Listed records>

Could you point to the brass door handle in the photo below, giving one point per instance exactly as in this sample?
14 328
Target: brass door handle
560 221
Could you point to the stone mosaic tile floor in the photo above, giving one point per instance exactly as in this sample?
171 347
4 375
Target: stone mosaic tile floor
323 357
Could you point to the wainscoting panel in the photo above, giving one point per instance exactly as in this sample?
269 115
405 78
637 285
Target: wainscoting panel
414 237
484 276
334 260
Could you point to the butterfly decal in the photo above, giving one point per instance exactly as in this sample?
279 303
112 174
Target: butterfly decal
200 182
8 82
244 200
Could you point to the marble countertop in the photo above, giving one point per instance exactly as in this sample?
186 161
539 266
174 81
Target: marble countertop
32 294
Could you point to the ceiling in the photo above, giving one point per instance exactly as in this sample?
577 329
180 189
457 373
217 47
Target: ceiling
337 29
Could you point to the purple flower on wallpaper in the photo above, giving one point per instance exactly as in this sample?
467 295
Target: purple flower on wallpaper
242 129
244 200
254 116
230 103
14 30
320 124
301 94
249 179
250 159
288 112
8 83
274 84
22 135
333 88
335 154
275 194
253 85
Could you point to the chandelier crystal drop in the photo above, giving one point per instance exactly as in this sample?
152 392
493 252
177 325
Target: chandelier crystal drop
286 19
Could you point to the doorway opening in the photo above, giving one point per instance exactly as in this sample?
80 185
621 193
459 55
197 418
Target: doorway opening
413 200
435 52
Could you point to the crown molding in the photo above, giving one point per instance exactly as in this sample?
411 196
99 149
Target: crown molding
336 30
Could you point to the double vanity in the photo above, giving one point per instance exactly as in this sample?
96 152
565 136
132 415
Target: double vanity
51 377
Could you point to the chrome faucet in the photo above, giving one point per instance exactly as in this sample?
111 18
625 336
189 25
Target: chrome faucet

What you should do> Copy the lines word for word, starting at the line that contains "Could you point to the ceiling" and stopping after the final line.

Result for this task>
Could you point to the ceiling in the photo above, giving one point per instance exactly as in this sample?
577 329
180 189
457 373
217 47
Target: ceiling
337 29
Could you point to the purple flower on wallpaper in the photo above, giving one point per instance exactly as in this sample?
467 295
Target: purple flower on wallpaper
242 129
244 200
254 116
230 103
14 30
320 124
301 94
249 179
250 159
288 112
8 83
274 84
22 135
333 88
335 154
275 194
253 85
Could you point to the chandelier crystal drop in the photo above, giving one point per instance exactly as in this sample?
152 392
493 252
177 325
Target: chandelier crystal drop
286 19
Could you point to the doorway opening in the photo above, giving one point per instance exactly as in this sample?
80 185
621 193
459 55
197 418
Target: doorway opening
413 200
435 52
Could you point to the crown molding in the photo above, giving one point per instance exactly as in this sample?
411 196
99 149
Target: crown molding
336 30
Could you point to the double vanity in the photo above, giving one point per instance exactly as in this sample?
96 152
565 136
132 415
Target: double vanity
51 377
Could you point to the chrome faucet in the photo above, giving one point per instance exactly as in this sample?
111 18
625 336
189 25
Target: chrome faucet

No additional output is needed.